- **WHAT IS BEING ASKED**
Write out, word for word, the stretch of the material from the line containing "Mark the grass, one point per instance." through the end of the material, and nothing else.

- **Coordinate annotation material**
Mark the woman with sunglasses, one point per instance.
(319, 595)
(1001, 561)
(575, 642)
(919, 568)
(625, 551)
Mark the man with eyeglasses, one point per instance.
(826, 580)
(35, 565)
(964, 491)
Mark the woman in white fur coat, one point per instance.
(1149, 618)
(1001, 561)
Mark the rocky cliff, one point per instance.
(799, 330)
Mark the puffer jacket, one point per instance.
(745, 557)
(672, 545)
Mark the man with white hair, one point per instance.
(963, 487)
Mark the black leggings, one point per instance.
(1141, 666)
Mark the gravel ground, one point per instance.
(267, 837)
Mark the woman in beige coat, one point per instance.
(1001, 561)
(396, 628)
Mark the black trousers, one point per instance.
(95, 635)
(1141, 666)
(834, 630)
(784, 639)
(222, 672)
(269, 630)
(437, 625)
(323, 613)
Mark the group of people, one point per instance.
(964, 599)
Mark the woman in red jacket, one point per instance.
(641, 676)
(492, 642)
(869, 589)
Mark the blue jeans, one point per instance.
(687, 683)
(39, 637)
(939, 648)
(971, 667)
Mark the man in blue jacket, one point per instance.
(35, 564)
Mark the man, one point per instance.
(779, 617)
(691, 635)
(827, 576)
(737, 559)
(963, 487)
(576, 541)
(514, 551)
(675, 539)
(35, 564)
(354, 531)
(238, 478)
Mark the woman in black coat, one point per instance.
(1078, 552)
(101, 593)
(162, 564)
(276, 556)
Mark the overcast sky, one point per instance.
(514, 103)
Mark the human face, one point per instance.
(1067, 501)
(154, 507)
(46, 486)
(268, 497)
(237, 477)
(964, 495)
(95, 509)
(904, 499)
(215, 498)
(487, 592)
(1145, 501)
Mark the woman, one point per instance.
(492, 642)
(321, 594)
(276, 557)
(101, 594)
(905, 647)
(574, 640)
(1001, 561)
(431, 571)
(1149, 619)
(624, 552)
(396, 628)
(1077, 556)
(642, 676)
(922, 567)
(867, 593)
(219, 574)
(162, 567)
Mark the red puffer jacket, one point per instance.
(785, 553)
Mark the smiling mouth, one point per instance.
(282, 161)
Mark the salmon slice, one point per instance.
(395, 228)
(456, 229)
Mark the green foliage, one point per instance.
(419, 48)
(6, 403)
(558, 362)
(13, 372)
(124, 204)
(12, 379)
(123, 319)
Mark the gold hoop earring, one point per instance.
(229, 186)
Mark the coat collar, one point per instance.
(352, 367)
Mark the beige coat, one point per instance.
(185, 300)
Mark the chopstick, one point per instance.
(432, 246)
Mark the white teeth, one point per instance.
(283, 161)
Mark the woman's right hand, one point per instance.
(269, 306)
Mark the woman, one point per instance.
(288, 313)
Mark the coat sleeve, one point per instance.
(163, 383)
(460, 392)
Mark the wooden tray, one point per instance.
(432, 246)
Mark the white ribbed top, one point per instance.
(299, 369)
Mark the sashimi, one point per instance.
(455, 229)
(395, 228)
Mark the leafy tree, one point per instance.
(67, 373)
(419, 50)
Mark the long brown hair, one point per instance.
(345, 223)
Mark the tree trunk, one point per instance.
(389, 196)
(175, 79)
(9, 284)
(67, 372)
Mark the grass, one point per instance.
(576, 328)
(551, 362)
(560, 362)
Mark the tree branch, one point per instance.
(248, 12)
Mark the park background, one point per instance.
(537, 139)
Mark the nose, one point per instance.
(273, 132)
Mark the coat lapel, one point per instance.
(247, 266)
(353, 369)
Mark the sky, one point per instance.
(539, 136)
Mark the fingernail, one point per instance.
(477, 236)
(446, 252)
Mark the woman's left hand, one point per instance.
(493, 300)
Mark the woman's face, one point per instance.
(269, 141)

- **OUTPUT**
Mark the grass, one point per instance.
(576, 328)
(551, 362)
(560, 362)
Mark the tree branch, one point per instance.
(248, 12)
Mark the park background, one point per instance.
(537, 139)
Mark the nose, one point per instance.
(273, 132)
Mark the coat lapel, one point per instance.
(247, 266)
(353, 369)
Mark the sky, one point per instance.
(539, 136)
Mark the fingernail, one point per instance.
(477, 236)
(446, 252)
Mark the woman's left hand, one point per instance.
(493, 300)
Mark the woman's face, one point per instance.
(269, 141)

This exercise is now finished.